ENTRIES SUPPLIED –

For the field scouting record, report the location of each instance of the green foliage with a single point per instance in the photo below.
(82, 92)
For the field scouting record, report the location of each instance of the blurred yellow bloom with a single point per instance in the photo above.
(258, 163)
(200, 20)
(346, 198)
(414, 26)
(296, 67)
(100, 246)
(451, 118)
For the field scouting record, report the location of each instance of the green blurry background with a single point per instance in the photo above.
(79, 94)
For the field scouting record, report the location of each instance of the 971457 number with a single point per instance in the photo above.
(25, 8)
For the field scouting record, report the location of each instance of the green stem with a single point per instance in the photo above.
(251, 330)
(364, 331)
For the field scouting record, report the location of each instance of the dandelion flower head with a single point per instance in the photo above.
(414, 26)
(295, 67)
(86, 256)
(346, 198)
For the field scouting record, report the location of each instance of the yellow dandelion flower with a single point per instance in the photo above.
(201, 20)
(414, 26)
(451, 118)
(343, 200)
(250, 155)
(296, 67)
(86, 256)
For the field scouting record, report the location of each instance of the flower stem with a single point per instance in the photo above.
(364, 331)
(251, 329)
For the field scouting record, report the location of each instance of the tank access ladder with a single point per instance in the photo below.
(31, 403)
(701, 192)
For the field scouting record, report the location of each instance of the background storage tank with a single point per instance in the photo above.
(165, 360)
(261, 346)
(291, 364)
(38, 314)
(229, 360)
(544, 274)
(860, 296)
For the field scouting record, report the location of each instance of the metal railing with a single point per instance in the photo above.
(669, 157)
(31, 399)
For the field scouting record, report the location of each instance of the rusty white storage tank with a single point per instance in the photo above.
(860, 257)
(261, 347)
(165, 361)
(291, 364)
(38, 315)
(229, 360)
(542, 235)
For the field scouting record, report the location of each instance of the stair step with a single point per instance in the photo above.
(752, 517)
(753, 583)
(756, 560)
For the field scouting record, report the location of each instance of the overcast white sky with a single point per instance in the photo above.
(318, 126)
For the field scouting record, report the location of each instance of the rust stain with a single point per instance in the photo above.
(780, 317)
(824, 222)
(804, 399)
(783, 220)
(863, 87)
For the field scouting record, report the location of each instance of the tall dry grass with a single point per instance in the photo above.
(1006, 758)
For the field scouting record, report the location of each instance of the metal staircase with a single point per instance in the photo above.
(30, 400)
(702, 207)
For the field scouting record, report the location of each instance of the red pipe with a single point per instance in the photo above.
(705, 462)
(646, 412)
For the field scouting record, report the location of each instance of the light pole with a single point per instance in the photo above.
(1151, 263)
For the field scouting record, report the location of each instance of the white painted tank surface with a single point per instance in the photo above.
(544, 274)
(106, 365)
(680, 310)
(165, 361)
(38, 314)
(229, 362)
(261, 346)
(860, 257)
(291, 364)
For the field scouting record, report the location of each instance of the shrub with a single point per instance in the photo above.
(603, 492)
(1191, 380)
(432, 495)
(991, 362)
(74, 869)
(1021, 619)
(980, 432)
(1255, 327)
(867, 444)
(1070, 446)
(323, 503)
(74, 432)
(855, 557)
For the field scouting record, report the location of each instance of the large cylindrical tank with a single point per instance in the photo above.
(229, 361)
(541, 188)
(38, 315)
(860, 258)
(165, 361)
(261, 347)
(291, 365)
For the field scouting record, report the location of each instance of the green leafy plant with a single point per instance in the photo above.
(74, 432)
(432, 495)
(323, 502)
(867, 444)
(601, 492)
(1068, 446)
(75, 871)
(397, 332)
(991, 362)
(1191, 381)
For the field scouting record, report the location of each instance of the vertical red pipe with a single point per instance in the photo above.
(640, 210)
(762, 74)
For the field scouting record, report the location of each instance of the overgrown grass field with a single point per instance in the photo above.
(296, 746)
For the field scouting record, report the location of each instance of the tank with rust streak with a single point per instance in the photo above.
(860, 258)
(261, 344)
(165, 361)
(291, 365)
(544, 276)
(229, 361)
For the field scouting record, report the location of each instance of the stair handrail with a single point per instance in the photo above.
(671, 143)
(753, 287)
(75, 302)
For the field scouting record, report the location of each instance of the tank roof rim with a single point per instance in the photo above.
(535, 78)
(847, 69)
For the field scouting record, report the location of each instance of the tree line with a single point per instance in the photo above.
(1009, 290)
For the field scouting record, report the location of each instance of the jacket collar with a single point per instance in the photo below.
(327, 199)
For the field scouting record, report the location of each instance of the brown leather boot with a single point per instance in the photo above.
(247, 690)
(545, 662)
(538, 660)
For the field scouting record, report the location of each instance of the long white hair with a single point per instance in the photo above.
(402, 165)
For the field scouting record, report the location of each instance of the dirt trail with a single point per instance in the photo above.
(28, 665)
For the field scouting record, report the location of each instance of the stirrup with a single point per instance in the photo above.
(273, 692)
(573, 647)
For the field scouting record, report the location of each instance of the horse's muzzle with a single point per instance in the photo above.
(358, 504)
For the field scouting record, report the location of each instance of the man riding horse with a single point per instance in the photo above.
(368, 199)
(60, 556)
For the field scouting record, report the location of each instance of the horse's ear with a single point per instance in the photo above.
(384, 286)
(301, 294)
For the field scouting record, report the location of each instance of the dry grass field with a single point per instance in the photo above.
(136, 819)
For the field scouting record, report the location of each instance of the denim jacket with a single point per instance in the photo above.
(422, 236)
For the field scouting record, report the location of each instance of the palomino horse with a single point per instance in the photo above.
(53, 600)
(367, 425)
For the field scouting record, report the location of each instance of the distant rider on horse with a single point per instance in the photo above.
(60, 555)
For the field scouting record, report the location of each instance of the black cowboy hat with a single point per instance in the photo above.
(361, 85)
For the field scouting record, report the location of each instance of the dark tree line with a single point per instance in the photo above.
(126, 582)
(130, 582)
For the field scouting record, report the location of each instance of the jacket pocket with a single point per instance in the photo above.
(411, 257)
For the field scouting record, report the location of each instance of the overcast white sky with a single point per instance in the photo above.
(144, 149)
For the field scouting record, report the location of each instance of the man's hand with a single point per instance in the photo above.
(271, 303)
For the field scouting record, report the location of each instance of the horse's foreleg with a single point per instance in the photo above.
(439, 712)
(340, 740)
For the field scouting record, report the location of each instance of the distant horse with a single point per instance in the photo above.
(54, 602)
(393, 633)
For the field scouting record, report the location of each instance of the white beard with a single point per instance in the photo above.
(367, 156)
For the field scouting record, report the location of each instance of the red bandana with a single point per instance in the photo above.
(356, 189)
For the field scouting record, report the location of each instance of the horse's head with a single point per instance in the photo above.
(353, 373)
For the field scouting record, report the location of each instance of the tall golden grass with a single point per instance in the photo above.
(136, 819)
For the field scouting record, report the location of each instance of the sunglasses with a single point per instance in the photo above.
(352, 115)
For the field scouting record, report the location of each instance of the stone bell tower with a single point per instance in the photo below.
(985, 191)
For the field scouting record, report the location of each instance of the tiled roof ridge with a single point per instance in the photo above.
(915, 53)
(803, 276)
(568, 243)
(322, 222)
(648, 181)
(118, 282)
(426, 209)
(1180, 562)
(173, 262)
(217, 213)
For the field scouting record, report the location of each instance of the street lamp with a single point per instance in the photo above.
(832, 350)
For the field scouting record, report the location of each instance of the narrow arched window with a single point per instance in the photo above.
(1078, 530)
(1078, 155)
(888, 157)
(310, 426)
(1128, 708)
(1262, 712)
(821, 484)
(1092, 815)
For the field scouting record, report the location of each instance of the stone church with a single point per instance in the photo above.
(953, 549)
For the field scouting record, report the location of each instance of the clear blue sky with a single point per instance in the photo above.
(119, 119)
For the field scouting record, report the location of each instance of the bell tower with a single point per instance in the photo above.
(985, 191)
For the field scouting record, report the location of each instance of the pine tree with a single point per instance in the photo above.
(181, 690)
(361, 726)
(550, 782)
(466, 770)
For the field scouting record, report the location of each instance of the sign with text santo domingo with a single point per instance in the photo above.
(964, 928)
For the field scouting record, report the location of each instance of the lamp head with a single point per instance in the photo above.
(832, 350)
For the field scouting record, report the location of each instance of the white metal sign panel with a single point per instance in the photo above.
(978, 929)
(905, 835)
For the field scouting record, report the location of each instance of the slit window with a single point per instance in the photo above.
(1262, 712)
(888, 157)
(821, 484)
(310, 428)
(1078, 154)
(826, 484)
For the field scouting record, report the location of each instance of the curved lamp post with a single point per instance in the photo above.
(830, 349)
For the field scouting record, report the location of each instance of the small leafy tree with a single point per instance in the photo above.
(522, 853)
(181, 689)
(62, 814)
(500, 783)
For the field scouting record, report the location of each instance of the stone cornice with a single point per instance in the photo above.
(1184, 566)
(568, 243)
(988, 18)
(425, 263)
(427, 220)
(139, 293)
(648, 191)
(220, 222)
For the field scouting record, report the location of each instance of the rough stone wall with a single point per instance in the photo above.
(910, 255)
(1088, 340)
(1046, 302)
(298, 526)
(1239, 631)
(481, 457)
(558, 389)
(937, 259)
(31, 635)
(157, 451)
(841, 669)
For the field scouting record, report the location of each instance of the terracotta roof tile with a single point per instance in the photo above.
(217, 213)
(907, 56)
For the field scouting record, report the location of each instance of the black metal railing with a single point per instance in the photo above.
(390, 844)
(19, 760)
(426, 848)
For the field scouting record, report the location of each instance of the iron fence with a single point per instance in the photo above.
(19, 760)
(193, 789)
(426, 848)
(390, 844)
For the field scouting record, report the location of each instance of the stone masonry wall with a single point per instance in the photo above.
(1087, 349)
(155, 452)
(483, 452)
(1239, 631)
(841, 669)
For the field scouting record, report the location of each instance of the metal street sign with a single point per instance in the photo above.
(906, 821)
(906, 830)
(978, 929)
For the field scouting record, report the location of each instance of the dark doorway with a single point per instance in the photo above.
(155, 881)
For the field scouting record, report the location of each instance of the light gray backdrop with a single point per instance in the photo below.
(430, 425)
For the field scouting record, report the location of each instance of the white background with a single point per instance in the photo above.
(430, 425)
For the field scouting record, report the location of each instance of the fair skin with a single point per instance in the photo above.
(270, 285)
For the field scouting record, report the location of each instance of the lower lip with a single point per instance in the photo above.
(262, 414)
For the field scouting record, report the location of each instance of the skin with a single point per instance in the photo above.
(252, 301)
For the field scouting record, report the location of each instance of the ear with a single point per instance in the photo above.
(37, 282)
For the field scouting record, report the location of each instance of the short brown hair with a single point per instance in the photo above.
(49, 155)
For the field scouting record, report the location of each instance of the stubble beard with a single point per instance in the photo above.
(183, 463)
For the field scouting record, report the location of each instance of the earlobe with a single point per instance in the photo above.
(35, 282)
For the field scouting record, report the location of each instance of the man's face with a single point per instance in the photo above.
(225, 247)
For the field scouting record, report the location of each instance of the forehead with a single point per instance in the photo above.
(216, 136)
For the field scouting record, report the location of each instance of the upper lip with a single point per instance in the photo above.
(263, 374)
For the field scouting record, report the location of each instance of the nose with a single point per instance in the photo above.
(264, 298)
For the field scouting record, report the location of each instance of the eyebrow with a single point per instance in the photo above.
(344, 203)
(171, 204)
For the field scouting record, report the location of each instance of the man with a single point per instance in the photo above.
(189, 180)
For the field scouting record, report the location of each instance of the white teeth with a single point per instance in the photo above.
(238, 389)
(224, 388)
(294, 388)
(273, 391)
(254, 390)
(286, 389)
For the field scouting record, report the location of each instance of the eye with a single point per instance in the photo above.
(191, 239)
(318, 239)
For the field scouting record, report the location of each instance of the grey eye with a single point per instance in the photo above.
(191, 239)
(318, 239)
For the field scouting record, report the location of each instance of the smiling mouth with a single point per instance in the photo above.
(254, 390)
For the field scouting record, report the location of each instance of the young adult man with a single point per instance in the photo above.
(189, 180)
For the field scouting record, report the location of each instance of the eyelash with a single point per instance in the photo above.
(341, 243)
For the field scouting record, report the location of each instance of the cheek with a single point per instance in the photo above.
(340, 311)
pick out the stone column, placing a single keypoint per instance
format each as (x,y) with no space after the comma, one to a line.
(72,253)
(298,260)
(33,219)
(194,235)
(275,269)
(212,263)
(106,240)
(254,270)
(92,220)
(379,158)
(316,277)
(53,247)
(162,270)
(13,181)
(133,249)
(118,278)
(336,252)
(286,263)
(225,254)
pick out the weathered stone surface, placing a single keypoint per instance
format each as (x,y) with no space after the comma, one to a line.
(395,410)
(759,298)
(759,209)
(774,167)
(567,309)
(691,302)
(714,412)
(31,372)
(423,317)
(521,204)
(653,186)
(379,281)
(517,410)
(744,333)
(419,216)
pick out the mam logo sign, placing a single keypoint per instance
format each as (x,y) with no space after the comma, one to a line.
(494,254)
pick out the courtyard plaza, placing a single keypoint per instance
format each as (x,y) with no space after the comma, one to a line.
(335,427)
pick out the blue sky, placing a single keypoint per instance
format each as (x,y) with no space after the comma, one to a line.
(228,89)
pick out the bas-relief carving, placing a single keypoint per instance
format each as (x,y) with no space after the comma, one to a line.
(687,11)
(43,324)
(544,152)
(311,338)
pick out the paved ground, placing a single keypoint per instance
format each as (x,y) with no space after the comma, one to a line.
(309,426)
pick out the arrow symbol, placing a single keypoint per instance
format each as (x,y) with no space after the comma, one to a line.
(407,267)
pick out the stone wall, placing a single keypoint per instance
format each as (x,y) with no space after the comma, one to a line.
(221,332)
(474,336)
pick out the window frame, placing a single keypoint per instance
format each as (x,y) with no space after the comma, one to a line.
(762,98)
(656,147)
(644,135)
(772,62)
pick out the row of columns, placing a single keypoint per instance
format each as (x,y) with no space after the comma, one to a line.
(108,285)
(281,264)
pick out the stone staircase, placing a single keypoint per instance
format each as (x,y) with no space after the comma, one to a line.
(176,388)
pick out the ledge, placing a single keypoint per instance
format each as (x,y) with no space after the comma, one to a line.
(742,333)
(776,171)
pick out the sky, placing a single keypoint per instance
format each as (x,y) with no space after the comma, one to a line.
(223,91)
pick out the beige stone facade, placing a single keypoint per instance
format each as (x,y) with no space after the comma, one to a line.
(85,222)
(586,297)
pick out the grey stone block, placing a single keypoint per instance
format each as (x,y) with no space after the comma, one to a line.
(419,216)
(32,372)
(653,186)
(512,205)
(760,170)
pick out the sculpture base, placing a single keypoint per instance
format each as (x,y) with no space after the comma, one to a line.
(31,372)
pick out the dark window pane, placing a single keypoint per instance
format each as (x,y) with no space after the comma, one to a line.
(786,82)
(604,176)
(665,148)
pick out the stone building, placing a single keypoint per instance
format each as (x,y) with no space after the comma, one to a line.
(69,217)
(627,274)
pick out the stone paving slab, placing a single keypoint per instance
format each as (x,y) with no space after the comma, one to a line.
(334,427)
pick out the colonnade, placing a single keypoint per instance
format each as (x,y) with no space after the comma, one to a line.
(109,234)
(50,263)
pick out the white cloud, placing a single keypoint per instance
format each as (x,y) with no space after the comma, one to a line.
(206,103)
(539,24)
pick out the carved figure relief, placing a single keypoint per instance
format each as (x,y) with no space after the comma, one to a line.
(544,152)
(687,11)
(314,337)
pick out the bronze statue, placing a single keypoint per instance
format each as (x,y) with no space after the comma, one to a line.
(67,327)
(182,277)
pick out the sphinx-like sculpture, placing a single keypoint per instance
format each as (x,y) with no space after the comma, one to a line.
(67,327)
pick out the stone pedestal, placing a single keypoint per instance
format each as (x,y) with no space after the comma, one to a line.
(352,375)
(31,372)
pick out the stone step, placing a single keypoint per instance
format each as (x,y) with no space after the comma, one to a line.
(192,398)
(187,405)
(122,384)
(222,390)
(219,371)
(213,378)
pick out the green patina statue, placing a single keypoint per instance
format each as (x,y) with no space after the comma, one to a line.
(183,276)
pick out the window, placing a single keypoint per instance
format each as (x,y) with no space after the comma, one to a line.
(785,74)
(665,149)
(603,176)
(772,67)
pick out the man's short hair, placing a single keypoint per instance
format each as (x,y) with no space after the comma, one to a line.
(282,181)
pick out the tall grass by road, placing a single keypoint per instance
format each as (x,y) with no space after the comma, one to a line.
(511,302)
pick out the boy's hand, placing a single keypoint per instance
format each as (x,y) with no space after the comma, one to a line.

TASK DIRECTIONS – Would you copy every line of the entries in which "sculpture" appears?

EXERCISE OUTPUT –
pick out the sculpture base, placing a single keypoint per instance
pick out the sphinx-like sculpture, placing a single keypoint per instance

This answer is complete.